____ Tekst źródłowy

Pożegnanie z górami

Paź 15, 2011 (dzień 150) Turcja

Po odpoczynku w Kapadocji nadszedł czas by rozstać się z Markiem. Wspólnie dojechaliśmy do Develi, gdzie on skręcił na północ, a ja udałem się dalej na wschód. Dla obu oznaczało to kilka dni samotnej jazdy przez góry. Na szczęście pogoda się zmieniła i nadciągnęły chmury. Przyniosły odrobinę wilgoci na ten suchy teren, a dodatkowo okryły go kołdrą, dzięki której noce nie były już tak zimne. Bardzo dobrze, szczególnie że przyszło mi spać na około 1800m.

Krótka chwila odpoczynku po ciężkiej pracy

Krótka chwila odpoczynku po ciężkiej pracy

Może przywykłem już do widoku gór, bo liczne przełęcze i doliny nie robiły na mnie już takiego wrażenia, jak te na północy. Poza tym więcej tu samochodów, robót drogowych i linii energetycznych, które przecinają i niszczą niejeden piękny widok.

Nadciągnęły chmury

Nadciągnęły chmury

Dotarcie do Kehramanmaraş zajęło mi cztery dni. Wjechałem do miasta z zamiarem przenocowania, gdyby okazało się interesujące. Tak naprawdę, chodziło bardziej o prysznic, pranie i przycięcie ogromnej brody, która zarosła moją twarz. No i oczywiście o spróbowanie sławnych tamtejszych lodów.

________
____ Zapisane dane

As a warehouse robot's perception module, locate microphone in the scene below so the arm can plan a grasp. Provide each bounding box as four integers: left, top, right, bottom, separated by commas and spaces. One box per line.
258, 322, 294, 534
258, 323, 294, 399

________

• _Do zrobienia_
[a] Powtórz słowo w słowo fragment tekstu od „Po odpoczynku w” do „niejeden piękny widok.”.
[b] Odpowiedz krótko na podstawie tekstu:
(i) W którą stronę skręcił Marek w Develi?
(ii) Na jakiej mniej więcej wysokości przyszło spać w górach?
(iii) Ile dni zajęło dotarcie do Kehramanmaraş?

• _Rozwiązania po kolei_
[a]
Po odpoczynku w Kapadocji nadszedł czas by rozstać się z Markiem. Wspólnie dojechaliśmy do Develi, gdzie on skręcił na północ, a ja udałem się dalej na wschód. Dla obu oznaczało to kilka dni samotnej jazdy przez góry. Na szczęście pogoda się zmieniła i nadciągnęły chmury. Przyniosły odrobinę wilgoci na ten suchy teren, a dodatkowo okryły go kołdrą, dzięki której noce nie były już tak zimne. Bardzo dobrze, szczególnie że przyszło mi spać na około 1800m.

Krótka chwila odpoczynku po ciężkiej pracy

Krótka chwila odpoczynku po ciężkiej pracy

Może przywykłem już do widoku gór, bo liczne przełęcze i doliny nie robiły na mnie już takiego wrażenia, jak te na północy. Poza tym więcej tu samochodów, robót drogowych i linii energetycznych, które przecinają i niszczą niejeden piękny widok.

[b]
(i) Na północ.
(ii) Na około 1800 m.
(iii) Cztery dni.